◆ **WORK TASK**
Could you print the full listing again, exactly as written?
[RECORDED INFORMATION]
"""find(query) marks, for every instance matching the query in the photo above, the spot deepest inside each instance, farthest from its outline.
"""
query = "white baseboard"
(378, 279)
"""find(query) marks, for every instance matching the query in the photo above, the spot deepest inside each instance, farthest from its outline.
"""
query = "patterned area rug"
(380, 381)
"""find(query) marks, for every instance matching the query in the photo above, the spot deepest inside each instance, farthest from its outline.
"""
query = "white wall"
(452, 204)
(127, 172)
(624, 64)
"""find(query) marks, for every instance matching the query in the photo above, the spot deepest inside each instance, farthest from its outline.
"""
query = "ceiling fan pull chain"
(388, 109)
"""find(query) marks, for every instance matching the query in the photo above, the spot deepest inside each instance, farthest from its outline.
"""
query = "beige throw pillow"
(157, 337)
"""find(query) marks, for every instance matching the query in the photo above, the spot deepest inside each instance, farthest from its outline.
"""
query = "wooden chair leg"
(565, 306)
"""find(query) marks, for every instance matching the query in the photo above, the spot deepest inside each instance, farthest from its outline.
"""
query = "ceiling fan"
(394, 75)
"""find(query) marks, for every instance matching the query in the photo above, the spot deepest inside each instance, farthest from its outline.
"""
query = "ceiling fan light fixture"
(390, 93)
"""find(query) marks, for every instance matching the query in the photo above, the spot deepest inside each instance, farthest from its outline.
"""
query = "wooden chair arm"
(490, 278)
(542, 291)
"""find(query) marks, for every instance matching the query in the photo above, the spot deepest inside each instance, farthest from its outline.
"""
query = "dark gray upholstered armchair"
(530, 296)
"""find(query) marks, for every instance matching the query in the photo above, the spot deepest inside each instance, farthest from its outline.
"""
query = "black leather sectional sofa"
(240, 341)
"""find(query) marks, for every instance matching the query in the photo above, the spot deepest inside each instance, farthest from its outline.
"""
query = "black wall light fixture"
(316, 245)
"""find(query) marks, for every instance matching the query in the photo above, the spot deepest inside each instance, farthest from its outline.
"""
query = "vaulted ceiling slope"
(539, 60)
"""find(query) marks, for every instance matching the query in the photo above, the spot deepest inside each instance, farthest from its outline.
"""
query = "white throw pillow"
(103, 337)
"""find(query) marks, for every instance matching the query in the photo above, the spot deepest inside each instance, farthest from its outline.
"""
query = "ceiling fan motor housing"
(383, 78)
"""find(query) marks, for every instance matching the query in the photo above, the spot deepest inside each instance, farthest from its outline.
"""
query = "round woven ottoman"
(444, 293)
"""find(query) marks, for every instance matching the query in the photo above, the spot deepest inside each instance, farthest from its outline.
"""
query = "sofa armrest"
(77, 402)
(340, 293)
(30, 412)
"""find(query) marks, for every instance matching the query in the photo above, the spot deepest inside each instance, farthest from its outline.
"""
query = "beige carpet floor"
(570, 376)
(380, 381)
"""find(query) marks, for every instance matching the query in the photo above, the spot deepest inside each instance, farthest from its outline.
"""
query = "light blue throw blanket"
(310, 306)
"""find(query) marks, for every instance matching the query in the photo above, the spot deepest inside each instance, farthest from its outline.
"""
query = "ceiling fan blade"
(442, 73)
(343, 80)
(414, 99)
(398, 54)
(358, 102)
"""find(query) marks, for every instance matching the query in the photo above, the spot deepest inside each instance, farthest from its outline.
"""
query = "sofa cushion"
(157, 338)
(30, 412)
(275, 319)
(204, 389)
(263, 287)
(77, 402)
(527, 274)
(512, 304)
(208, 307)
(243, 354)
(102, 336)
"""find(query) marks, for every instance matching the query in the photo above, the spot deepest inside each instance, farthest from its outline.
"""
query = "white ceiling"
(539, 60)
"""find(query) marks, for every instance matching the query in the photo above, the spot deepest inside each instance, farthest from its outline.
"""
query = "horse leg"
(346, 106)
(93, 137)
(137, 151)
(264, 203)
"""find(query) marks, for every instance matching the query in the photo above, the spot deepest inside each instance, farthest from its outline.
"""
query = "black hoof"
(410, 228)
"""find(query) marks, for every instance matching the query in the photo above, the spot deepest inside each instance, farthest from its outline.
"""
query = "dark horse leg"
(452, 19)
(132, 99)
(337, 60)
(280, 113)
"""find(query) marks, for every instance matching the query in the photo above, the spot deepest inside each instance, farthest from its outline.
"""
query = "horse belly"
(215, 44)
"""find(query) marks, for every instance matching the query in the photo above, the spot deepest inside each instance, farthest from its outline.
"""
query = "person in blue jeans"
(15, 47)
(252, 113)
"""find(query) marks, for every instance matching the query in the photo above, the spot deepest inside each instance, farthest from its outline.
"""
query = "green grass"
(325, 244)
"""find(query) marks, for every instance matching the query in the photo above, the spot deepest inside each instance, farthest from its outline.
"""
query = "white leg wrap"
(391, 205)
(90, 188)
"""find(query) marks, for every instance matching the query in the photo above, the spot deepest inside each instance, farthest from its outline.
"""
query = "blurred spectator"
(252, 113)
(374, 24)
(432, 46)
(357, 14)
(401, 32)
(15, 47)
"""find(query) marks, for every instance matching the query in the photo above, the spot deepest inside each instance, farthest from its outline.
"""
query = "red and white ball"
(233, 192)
[/RECORDED INFORMATION]
◆ **WRITTEN SOLUTION**
"""find(query) marks, for every instance matching the query in the photo above, the spot deepest inside each instance, farthest from its outline.
"""
query = "white baseboard"
(378, 279)
"""find(query) marks, for every instance matching the query in the photo above, the spot deepest inside each instance, farthest from its outline.
"""
query = "patterned area rug"
(380, 381)
"""find(query) marks, for every instance matching the query in the photo above, the spot deepest inside each instance, farthest from its outline.
"""
query = "white wall"
(452, 204)
(127, 172)
(624, 64)
"""find(query) marks, for every instance matching the query in the photo above, the spot deepest inside each instance, farthest from its outline.
"""
query = "ceiling fan pull chain"
(388, 109)
"""find(query) marks, for every instance matching the query in the photo above, the spot deepest inside each instance, farthest from its outline.
"""
query = "beige throw pillow"
(157, 337)
"""find(query) marks, for every instance matching the query in the photo above, the spot deepest inside each instance, farthest from its outline.
"""
query = "wooden chair leg"
(565, 306)
"""find(query) marks, for every instance matching the query in the photo above, the spot deepest inside each instance, farthest from its outline.
"""
query = "ceiling fan"
(394, 75)
"""find(query) marks, for every instance matching the query in the photo above, the spot deepest inside each instance, farthest from its outline.
"""
query = "ceiling fan light fixture"
(390, 93)
"""find(query) marks, for every instance matching the query in the photo above, the spot deepest inside each instance, farthest from its outline.
"""
query = "wooden chair arm"
(490, 278)
(542, 291)
"""find(query) marks, for every instance matching the query in the photo above, the spot deepest inside each instance, farthest from its outline.
"""
query = "dark gray upholstered armchair"
(530, 296)
"""find(query) marks, for every instance matching the query in the photo above, the spot deepest inside each instance, farthest from its outline.
"""
query = "black leather sectional sofa"
(240, 341)
"""find(query) marks, for every instance matching the query in the photo above, the spot deepest inside each instance, farthest from its outline.
"""
query = "black wall light fixture"
(316, 245)
"""find(query) marks, for every instance matching the query in the photo above, the spot deepest inside each instance, farthest from its outline.
"""
query = "vaulted ceiling slope"
(539, 60)
"""find(query) marks, for every instance matching the query in the photo above, the spot deepest inside each instance, farthest from its outline.
"""
query = "white throw pillow"
(103, 337)
"""find(query) marks, for every instance matching the query in the photo above, the spot deepest inside each instance, farthest from its outline.
"""
query = "ceiling fan motor housing"
(383, 78)
"""find(query) marks, for every instance matching the query in the photo above, the spot deepest inside each instance, farthest from its outline.
"""
query = "round woven ottoman"
(444, 293)
"""find(query) marks, for every instance matching the query in the photo above, the spot deepest inside each instance, farthest from its outline.
"""
query = "sofa armrest"
(77, 402)
(340, 293)
(30, 412)
"""find(query) marks, for every instance matching the query in the photo above, the spot deepest inside each instance, farthest from its outline.
"""
query = "beige carpet floor"
(570, 376)
(380, 381)
"""find(query) marks, for every instance matching the query in the photo above, the spot deepest inside each instance, farthest from its outline.
"""
query = "light blue throw blanket"
(310, 306)
"""find(query) marks, for every instance matching the query in the photo above, the spot deepest inside each instance, farthest from its outline.
"""
query = "ceiling fan blade"
(442, 73)
(343, 80)
(414, 99)
(398, 54)
(358, 102)
"""find(query) marks, for every instance matching the query in the photo above, the spot deepest inside each instance, farthest from its outline.
"""
query = "sofa cushion"
(157, 338)
(30, 412)
(275, 319)
(204, 389)
(263, 287)
(77, 402)
(527, 274)
(512, 304)
(208, 307)
(243, 354)
(102, 336)
"""find(query) marks, for every instance matching the query in the photo above, the spot deepest inside each instance, farthest from its outline.
"""
query = "white ceiling"
(539, 60)
"""find(query) marks, for every instance matching the query in the photo above, the spot deepest inside each instance, farthest from its outline.
"""
query = "horse leg"
(346, 106)
(93, 137)
(137, 151)
(264, 203)
"""find(query) marks, for every instance matching the query in the photo above, the spot deepest inside each instance, farthest from its outline.
"""
query = "black hoof"
(410, 228)
"""find(query) marks, for every instance matching the query in the photo above, the spot deepest inside each instance, farthest from its outline.
"""
query = "dark horse leg"
(452, 19)
(132, 99)
(337, 60)
(280, 113)
"""find(query) marks, for every instance matching the query in the photo above, the spot deepest inside each instance, farthest from its outline.
"""
query = "horse belly"
(215, 44)
"""find(query) marks, for every instance matching the query in the photo above, the spot deepest inside each instance, farthest from its outline.
"""
query = "person in blue jeans"
(15, 47)
(252, 113)
"""find(query) marks, for every instance matching the query in the photo above, the spot deepest inside each instance, farthest from its outline.
"""
query = "green grass"
(325, 244)
"""find(query) marks, for every instance matching the query in the photo above, the spot deepest inside each instance, farthest from its outline.
"""
query = "white leg wrap"
(391, 205)
(90, 188)
"""find(query) marks, for every instance matching the query in the photo above, the spot deepest inside each instance, farthest from its outline.
"""
query = "blurred spectator"
(252, 113)
(374, 24)
(432, 46)
(357, 14)
(401, 32)
(15, 47)
"""find(query) marks, for every instance matching the query in the photo above, the spot deepest inside each instance, farthest from its outline.
"""
query = "red and white ball"
(233, 192)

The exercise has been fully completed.